Passage to read:
====

On 26 March 2015 at 19:01, Patrick <address@hidden> wrote:
> Like bochs [3], QEMU emulates an x86 CPU.

This is true but somewhat incomplete -- we also emulate
many other guest CPU types including ARM, MIPS and PPC.

> The whole translation task thus consists of two parts: blocks of target code
> (TBs) being rewritten in TCG ops - a kind of machine-independent
> intermediate notation, and subsequently this notation being compiled for the
> host's architecture by TCG.

This is all correct.

> Since the target code is getting translated to TCG ops, and QEMU is
> emulating an x86 CPU, then wouldn't the TCG ops need to get translated to
> x86 to run on the emulated x86 CPU? Why would TCG ops get compiled into the
> host's architecture?

The flow goes:

 guest CPU instructions -> TCG intermediate code -> host CPU instructions

(and then we execute the host instructions, obviously).

The aim here is to execute the guest instructions, which
we can't typically do since the host is probably a different
CPU architecture. So we transform them (via an intermediate
representation) into host instructions which we can execute.

[The intermediate representation is a common piece of
compiler design which makes implementation simpler:
if we want to support (say) 6 different guest CPU types
and 4 host CPU types, we need only write 6 guest->TCG
translators and 4 TCG->host backends. Without an IR
we would need 6*4 == 24 different translators.]

If this is confusing you might want to look up some
basic introductions to compiler and JIT design.

====

Set problem 1:
Besides x86, which guest CPU types does the QEMU email name as emulated?
Set problem 2:
In the entries, rewrite the lines from the one with "Where can the light" up to and including the one with "column 125, row 26", replacing "light fixture bar" with "ceiling light bar" and leaving everything else unchanged. Give only those lines.
The entries that come next are unrelated to the QEMU email.

[Dataset rows showing where objects appear]
====

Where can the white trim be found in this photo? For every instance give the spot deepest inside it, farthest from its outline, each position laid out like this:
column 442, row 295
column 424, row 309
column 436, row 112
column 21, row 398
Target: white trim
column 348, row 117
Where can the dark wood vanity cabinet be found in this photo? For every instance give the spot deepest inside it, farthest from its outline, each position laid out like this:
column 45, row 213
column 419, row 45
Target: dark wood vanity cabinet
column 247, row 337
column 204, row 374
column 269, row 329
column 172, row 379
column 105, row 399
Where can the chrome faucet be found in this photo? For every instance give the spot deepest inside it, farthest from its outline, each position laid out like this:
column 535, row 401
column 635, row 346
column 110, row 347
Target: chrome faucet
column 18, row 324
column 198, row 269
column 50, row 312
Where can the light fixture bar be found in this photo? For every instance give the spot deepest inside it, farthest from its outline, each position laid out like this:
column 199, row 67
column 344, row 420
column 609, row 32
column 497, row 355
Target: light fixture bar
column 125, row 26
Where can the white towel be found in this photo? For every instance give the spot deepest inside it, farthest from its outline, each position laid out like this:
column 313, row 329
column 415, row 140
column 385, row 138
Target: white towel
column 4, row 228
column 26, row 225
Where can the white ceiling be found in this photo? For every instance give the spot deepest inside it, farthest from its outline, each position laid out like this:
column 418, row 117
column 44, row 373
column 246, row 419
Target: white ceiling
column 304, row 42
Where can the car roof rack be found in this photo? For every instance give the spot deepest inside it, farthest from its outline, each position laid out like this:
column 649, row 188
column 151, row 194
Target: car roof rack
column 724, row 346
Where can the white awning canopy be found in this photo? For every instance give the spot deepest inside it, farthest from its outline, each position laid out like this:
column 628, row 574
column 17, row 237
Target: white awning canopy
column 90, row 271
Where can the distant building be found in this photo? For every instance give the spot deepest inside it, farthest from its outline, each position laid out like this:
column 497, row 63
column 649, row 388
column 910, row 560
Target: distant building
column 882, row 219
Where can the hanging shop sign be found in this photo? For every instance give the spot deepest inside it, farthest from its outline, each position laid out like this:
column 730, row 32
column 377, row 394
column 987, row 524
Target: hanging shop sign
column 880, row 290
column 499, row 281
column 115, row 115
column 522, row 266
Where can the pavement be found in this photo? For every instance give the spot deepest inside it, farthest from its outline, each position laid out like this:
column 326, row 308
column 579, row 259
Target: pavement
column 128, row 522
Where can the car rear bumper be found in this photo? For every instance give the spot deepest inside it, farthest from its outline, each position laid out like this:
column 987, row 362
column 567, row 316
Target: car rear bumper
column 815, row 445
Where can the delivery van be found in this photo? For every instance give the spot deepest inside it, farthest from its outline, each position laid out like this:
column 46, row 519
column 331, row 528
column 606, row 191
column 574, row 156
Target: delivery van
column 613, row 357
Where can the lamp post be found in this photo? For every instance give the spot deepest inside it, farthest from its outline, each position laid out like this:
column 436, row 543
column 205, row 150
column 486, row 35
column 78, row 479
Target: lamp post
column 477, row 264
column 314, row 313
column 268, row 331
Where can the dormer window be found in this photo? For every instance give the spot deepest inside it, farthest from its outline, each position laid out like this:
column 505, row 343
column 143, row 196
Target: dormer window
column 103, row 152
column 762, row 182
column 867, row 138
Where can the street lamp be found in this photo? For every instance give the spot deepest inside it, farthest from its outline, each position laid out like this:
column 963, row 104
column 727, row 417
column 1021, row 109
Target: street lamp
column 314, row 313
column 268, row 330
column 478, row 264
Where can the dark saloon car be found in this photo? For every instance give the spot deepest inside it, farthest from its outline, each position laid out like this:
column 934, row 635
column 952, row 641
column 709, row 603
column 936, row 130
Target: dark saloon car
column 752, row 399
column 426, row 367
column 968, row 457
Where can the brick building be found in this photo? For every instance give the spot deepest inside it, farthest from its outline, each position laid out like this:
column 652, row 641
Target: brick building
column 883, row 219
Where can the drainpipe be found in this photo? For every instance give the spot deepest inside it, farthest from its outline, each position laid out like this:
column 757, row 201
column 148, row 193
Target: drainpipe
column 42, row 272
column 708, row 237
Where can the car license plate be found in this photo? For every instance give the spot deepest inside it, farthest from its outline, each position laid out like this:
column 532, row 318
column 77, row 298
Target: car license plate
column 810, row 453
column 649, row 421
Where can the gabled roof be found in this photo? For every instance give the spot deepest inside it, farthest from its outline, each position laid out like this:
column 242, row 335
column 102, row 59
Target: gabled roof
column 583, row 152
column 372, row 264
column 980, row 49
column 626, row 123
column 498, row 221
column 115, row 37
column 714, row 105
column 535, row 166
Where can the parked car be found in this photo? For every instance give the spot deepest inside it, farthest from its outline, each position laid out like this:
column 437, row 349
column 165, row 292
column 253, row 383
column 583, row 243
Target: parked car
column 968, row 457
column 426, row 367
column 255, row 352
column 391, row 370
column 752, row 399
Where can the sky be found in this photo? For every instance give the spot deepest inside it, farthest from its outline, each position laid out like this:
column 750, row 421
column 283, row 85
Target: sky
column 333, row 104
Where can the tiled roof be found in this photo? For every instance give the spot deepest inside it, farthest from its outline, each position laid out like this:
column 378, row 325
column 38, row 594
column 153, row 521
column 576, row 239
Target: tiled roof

====

Written reply 1:
ARM, MIPS and PPC.

Written reply 2:
Where can the ceiling light bar be found in this photo? For every instance give the spot deepest inside it, farthest from its outline, each position laid out like this:
column 199, row 67
column 344, row 420
column 609, row 32
column 497, row 355
Target: ceiling light bar
column 125, row 26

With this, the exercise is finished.